Studio album by Seven Mary Three
- Released: July 14, 1998
- Recorded: February 1998 – March 1998 at Ardent Studios in Memphis, TN and Morrisound Recording in Tampa, FL
- Genre: Rock, post-grunge
- Length: 47:27
- Label: Atlantic
- Producer: Tom Morris Jason Pollock Jason Ross

Seven Mary Three chronology
| B-Sides & Rarities (1997) | Orange Ave. (1998) | The Economy of Sound (2001) |

Singles from Orange Ave.
- "Over Your Shoulder" Released: 1998; "Each Little Mystery" Released: 1998;

= Orange Ave. =

Orange Ave. is the fourth studio album by American post-grunge band Seven Mary Three. It was released on July 14, 1998, on Atlantic Records. The album peaked at No. 121 on the Billboard 200. The album is named after a street running through downtown Orlando, Florida, the band's hometown.
****************************************
§ **Goals**
- 1) Copy the Orange Ave. album entry word for word, starting with "Orange Ave. is" and going on through "the band's hometown.".
- 2) Does each statement agree with the Orange Ave. album entry? Answer yes or no for each, quoting the deciding words: (a) Part of the album was recorded at Ardent Studios in Memphis. (b) Orange Ave. is the band's third studio album. (c) The album takes its name from a street in Tampa, Florida.
The listing after this point has no connection to the Orange Ave. album entry.
****************************************
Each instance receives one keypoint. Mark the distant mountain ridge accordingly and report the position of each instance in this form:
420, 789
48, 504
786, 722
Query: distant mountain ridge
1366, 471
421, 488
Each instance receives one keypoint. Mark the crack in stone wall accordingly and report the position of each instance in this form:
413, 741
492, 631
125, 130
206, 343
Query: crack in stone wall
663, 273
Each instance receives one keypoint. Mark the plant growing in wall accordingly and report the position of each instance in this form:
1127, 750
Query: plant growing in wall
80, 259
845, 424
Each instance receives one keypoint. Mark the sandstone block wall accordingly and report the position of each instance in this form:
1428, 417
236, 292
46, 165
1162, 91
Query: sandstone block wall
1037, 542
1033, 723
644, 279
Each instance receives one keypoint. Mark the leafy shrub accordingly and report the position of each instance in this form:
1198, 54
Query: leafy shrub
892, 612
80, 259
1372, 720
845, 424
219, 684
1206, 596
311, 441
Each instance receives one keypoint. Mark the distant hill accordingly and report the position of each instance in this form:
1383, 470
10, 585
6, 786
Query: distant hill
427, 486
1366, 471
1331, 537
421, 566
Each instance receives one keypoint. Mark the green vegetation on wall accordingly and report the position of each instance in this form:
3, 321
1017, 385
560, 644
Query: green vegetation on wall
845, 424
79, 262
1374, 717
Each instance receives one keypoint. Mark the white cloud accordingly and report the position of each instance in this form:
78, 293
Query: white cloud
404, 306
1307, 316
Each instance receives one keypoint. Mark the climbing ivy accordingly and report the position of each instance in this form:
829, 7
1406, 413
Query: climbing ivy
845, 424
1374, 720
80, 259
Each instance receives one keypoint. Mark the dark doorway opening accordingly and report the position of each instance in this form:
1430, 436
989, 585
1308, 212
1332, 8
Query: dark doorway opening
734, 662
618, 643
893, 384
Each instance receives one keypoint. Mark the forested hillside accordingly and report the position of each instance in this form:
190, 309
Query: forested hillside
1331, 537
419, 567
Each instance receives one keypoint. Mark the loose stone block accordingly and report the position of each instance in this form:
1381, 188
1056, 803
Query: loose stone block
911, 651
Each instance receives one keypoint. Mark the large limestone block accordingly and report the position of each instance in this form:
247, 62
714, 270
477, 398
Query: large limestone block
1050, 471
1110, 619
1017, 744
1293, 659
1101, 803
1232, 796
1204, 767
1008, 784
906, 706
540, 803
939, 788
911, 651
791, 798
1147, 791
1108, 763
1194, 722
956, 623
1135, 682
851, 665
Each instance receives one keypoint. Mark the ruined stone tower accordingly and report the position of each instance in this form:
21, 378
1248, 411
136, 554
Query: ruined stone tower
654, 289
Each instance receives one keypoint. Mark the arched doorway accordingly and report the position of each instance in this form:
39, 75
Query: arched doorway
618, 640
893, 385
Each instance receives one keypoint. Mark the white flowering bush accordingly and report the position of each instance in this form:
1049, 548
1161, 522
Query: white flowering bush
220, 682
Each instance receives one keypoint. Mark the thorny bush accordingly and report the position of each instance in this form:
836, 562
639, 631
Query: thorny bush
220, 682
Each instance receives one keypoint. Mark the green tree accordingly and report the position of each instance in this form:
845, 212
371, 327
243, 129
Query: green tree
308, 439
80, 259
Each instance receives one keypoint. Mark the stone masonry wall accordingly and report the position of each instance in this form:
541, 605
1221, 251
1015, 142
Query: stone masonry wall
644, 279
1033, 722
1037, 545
****************************************
§ **Written answers**
- 1)
Orange Ave. is the fourth studio album by American post-grunge band Seven Mary Three. It was released on July 14, 1998, on Atlantic Records. The album peaked at No. 121 on the Billboard 200. The album is named after a street running through downtown Orlando, Florida, the band's hometown.

- 2)
(a) Yes: "Recorded: February 1998 – March 1998 at Ardent Studios in Memphis, TN and Morrisound Recording in Tampa, FL"
(b) No: "Orange Ave. is the fourth studio album by American post-grunge band Seven Mary Three."
(c) No: "The album is named after a street running through downtown Orlando, Florida, the band's hometown."